INSTRUÇÕES =>
1/ No texto sobre a cobertura de decisões judiciais pela imprensa, qual artigo do Estatuto da Criança a assessoria de imprensa do STJ noticiou que o cliente ocasional de prostituta não viola?
2/ Devolva o trecho do texto sobre a cobertura de decisões judiciais pela imprensa que começa em "Demorou um pouco, mas" e termina em "com adolescentes .".

##### TEXTO FORNECIDO #####

Mas tenho convicção de que a negligência não é o ingrediente mais importante na (des)informação equivocada ou distorcida. É evidente que o componente mais decisivo é a disputa pela audi¼encia, a busca pela atenção do leitor e expectador. Há uma batalha ferrenha por notícias escandalosas e chocantes, em detrimento da cobertura isenta e equilibrada dos fatos. No caso abaixo, a notícia só ganhou repercussão porque as matérias tinham o claro ituíto de provocar a ira da sociedade.

Nesse ponto, chegamos a uma discussão ainda mais grave. O papel que a imprensa vem assumindo de patrulhamento das decisões judiciais. Quer dizer, os jornalistas aguardam as decisões judiciais com posições já pré-definidas. Não concedem ao julgador o reconhecimento de que ele é a pessoa mais habilitada a julgar. Se ele julgar em favor de "A" será louvado e aplaudido, se decidir em favor de "B" é hostilizado e tem sua decisão colocada sob suspeita. Atualmente, o manual de patrulhamento da mídia parece estabelecer que se o juiz ou o tribunal condenar, terá suas virtudes exaltadas, mas se inocentar, imputar-lhe-á defeitos, fragilidades e acusações de submissão a interesses escusos. Nesse caminho, parece que tornamos a justiça quase dispensável, pois, a mídia vende para a sociedade qual a decisão é a acertada e que, portanto, precisa ser assim adotada pelo judiciário. Se não o fizer, volta-se sobre ele uma saraivada de críticas e desabonações.

Em resumo, cada vez mais verifica-se uma flagrante tentativa de usurpação dos poderes do judiciario. Parece que se busca uma espécie de justiça popular, em que a sociedade faz a justiça que achar conveniente, pelas mãos de quem tem acesso aos meio de comunicação e prega a sua verdade absoluta. Vejam o exemplo abaixo analizado por Tulio Vianna. É apenas um caso entre tantos que encontramos em jornais e noticiários de radio e TV quase diariamente.

STJ não disse que “não é crime pagar por sexo com menores de idade”

Do Blog do Tulio Vianna

Quando a assessoria de imprensa do STJ noticiou que cliente ocasional de prostituta não viola artigo 244-A do Estatuto da Criança , eu cantei a bola no Twitter aqui e ali:

Este é um dos muitos exemplos de como jornalista escreve bobagem em matéria jurídica. O que o STJ deve ter decidido é que só pratica o 244-A o cafetão que submete as meninas à prostituição. O cliente pode ser enquadrado eventualmente em outros crimes.

Demorou um pouco, mas hoje O Globo me solta essa: STJ diz que não é crime pagar por sexo com menores de idade e revolta juízes e promotores . Zero Hora também afirma que: STJ diz não ser crime pagar por sexo com adolescentes .

A cobertura midiátidca das decisões dos tribunais é patética. Eles não têm a menor idéia sobre o que estão escrevendo.

##### DADOS FORNECIDOS #####

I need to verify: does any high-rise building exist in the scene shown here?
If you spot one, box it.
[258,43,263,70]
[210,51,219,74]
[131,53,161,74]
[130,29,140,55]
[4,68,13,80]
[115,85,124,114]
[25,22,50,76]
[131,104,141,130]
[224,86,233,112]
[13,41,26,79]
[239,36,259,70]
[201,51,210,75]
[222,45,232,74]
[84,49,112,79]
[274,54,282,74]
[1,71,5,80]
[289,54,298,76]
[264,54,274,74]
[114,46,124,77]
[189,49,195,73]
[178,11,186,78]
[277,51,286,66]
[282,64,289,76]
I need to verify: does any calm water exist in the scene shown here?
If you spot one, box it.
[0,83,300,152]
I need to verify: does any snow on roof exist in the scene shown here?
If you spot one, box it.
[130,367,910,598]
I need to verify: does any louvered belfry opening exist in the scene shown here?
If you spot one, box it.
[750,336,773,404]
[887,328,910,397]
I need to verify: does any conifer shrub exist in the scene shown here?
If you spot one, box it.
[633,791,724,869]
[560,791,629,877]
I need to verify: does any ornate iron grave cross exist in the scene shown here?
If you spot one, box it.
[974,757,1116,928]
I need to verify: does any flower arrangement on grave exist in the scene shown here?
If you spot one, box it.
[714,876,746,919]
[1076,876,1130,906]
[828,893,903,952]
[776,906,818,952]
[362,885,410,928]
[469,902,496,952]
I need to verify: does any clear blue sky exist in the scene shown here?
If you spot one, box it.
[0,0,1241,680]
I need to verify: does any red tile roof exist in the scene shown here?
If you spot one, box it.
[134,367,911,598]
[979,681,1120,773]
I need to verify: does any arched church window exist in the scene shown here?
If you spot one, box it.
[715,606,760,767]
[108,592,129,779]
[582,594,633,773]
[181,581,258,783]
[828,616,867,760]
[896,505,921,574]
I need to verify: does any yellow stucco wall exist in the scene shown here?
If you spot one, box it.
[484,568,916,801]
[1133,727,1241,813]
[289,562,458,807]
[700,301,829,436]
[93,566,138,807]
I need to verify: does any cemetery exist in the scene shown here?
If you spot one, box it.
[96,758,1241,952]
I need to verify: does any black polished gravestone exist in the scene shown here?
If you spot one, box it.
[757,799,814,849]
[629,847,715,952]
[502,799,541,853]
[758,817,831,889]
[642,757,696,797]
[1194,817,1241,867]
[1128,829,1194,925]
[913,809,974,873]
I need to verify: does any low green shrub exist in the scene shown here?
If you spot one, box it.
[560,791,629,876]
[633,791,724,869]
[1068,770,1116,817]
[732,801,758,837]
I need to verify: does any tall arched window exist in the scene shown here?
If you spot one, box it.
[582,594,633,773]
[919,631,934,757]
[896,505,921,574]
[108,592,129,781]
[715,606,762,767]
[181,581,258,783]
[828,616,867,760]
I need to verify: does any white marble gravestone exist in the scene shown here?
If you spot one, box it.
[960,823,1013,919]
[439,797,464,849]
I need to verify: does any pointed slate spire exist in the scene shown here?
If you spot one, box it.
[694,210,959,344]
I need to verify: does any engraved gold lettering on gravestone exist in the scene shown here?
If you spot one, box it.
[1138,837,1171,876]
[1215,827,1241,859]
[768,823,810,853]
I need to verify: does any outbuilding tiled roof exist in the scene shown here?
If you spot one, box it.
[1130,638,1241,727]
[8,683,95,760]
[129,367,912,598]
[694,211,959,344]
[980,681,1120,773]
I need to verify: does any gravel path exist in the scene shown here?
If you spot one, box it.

#####

RESPOSTAS POR TAREFA =>
1/ O artigo 244-A.

2/
Demorou um pouco, mas hoje O Globo me solta essa: STJ diz que não é crime pagar por sexo com menores de idade e revolta juízes e promotores . Zero Hora também afirma que: STJ diz não ser crime pagar por sexo com adolescentes .